▶ SET PROBLEM
Can you duplicate the lines of the records below, from the line containing "to locate vaulted" through the line containing "left=71, top=0, right=640, bottom=133", inclusive?

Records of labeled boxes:
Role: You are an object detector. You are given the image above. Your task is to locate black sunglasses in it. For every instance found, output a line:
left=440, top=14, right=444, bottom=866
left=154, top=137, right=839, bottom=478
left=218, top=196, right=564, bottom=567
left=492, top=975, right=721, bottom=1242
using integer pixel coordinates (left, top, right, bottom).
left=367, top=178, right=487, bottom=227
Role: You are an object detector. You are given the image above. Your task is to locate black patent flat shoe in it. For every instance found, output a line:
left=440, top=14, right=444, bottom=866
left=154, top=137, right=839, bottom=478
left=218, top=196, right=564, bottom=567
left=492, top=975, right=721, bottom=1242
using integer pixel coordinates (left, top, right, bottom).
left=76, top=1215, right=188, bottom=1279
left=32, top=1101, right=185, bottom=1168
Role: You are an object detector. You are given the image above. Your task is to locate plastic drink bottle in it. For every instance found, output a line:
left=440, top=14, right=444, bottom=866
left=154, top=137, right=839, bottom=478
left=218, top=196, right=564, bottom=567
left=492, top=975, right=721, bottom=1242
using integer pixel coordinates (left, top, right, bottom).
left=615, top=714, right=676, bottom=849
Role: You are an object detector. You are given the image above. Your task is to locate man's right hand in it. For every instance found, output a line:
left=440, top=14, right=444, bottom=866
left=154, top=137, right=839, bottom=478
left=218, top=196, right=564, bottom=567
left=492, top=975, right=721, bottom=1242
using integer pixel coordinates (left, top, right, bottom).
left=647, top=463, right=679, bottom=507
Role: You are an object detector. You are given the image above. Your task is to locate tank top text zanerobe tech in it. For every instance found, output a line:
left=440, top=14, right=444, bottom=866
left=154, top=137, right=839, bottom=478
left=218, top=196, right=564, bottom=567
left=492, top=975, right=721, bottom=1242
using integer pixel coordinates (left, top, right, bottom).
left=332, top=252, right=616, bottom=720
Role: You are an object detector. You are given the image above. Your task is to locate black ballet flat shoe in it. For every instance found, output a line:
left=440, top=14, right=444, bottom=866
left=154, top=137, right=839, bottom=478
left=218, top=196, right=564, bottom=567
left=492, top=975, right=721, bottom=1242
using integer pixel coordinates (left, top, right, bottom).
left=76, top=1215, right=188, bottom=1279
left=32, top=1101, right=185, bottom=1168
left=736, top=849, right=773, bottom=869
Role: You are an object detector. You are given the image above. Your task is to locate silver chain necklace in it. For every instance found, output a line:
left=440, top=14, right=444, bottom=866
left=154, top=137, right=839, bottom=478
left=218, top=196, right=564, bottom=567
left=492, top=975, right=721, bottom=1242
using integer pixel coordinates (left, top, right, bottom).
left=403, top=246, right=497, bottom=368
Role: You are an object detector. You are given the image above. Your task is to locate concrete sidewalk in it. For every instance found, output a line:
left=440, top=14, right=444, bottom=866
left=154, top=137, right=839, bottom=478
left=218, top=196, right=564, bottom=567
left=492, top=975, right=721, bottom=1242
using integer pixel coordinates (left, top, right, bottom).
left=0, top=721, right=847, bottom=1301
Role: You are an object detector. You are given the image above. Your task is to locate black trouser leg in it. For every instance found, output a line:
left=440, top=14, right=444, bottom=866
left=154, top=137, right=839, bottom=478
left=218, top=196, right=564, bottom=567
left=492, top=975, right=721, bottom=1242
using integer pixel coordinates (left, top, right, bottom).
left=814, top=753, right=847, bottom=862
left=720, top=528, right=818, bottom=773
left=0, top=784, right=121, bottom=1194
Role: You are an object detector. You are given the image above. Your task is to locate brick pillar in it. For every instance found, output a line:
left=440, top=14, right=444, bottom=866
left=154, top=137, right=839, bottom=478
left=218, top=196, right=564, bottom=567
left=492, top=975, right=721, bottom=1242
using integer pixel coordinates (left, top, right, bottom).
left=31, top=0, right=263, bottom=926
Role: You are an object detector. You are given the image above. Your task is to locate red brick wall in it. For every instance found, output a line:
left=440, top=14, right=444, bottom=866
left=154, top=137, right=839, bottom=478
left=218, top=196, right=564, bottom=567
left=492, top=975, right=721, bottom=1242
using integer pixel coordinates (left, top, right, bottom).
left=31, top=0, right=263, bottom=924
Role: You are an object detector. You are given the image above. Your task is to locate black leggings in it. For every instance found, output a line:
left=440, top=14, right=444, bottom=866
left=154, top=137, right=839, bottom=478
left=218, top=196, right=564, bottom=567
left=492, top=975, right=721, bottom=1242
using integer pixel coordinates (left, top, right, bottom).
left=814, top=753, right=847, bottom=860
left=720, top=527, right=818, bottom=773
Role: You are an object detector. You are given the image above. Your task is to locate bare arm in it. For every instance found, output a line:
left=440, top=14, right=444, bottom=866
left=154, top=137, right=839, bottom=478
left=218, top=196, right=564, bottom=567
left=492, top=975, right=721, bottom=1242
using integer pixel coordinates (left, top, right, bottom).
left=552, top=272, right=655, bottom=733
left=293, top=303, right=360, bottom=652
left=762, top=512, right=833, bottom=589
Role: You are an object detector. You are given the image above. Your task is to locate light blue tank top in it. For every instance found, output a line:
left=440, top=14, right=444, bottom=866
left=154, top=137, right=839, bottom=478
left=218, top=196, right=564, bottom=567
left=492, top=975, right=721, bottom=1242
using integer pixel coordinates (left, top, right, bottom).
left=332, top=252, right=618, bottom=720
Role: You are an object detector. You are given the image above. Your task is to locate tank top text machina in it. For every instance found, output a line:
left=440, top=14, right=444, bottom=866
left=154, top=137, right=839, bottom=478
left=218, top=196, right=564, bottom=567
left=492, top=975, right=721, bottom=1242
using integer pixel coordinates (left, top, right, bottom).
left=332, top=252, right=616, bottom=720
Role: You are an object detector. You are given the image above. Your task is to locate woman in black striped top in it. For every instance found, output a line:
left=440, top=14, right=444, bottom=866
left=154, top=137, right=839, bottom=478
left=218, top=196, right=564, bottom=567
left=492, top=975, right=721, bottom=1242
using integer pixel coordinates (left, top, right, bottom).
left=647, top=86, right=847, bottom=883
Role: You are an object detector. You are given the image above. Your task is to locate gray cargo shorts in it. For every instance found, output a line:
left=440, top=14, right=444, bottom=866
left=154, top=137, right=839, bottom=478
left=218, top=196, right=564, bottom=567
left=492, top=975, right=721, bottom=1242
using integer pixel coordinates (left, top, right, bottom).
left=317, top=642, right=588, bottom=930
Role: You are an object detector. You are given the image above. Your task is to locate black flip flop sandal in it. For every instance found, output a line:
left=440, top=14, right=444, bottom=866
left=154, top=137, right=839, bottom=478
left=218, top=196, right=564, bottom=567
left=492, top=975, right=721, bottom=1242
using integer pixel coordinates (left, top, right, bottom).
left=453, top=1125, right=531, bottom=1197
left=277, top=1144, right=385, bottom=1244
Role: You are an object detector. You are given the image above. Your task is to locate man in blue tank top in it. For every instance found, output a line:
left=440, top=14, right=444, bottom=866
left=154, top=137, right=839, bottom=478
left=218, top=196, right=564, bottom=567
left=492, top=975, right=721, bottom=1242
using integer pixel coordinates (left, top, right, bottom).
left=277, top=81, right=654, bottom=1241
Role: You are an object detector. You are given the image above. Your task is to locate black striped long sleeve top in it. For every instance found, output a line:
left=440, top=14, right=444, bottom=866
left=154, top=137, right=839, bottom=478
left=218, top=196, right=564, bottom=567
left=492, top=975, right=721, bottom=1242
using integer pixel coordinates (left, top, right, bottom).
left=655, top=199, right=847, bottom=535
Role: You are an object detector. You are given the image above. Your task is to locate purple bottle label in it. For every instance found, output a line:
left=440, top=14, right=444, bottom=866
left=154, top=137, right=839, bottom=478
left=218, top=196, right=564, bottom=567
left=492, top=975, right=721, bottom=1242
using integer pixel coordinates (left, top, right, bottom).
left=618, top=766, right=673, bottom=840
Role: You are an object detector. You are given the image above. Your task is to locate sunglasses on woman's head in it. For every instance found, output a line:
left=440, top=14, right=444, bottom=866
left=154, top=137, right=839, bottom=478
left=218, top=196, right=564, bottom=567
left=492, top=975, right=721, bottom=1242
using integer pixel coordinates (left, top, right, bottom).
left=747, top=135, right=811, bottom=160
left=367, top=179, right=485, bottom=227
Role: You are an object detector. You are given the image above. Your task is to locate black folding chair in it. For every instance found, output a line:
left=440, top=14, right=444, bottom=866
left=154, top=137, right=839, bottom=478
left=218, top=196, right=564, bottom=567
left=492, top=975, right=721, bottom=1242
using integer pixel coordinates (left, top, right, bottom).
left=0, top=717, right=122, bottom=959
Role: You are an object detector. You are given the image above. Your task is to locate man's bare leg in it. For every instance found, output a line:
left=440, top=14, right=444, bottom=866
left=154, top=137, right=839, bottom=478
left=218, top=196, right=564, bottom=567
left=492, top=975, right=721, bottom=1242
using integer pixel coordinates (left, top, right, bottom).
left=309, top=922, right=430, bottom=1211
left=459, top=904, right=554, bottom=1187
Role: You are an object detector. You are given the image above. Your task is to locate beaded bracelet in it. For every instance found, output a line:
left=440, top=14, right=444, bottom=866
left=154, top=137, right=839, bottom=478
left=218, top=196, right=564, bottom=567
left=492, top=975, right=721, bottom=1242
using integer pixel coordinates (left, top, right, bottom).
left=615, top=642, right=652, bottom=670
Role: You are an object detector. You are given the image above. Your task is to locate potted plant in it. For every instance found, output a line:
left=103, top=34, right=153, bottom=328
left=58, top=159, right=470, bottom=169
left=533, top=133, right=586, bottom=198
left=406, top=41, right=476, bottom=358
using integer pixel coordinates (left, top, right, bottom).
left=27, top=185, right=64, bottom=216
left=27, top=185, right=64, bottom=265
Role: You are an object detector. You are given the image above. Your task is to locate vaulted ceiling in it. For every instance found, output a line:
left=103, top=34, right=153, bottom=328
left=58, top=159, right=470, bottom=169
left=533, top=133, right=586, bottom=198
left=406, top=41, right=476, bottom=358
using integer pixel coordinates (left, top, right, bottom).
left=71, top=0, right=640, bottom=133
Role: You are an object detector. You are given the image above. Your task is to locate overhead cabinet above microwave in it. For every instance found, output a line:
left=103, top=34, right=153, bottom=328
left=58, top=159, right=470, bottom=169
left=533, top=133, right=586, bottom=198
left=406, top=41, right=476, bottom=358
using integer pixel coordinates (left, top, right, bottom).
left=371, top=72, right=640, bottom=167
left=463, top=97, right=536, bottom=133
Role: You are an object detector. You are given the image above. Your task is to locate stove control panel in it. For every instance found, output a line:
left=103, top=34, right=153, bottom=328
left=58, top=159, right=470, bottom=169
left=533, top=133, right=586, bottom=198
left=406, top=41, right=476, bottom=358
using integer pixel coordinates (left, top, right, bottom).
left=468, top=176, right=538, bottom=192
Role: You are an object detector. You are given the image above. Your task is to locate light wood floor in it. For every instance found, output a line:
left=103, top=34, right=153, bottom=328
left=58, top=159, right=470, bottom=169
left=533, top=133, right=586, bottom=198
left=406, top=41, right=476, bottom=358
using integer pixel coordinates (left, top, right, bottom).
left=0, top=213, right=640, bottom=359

▶ THE ANSWER
Role: You are an object detector. You are given the image above. Your task is to locate vaulted ceiling in it. For every instance found, output a line:
left=103, top=34, right=153, bottom=328
left=58, top=159, right=470, bottom=169
left=533, top=133, right=586, bottom=198
left=406, top=41, right=476, bottom=358
using integer pixel coordinates (left, top, right, bottom).
left=71, top=0, right=640, bottom=133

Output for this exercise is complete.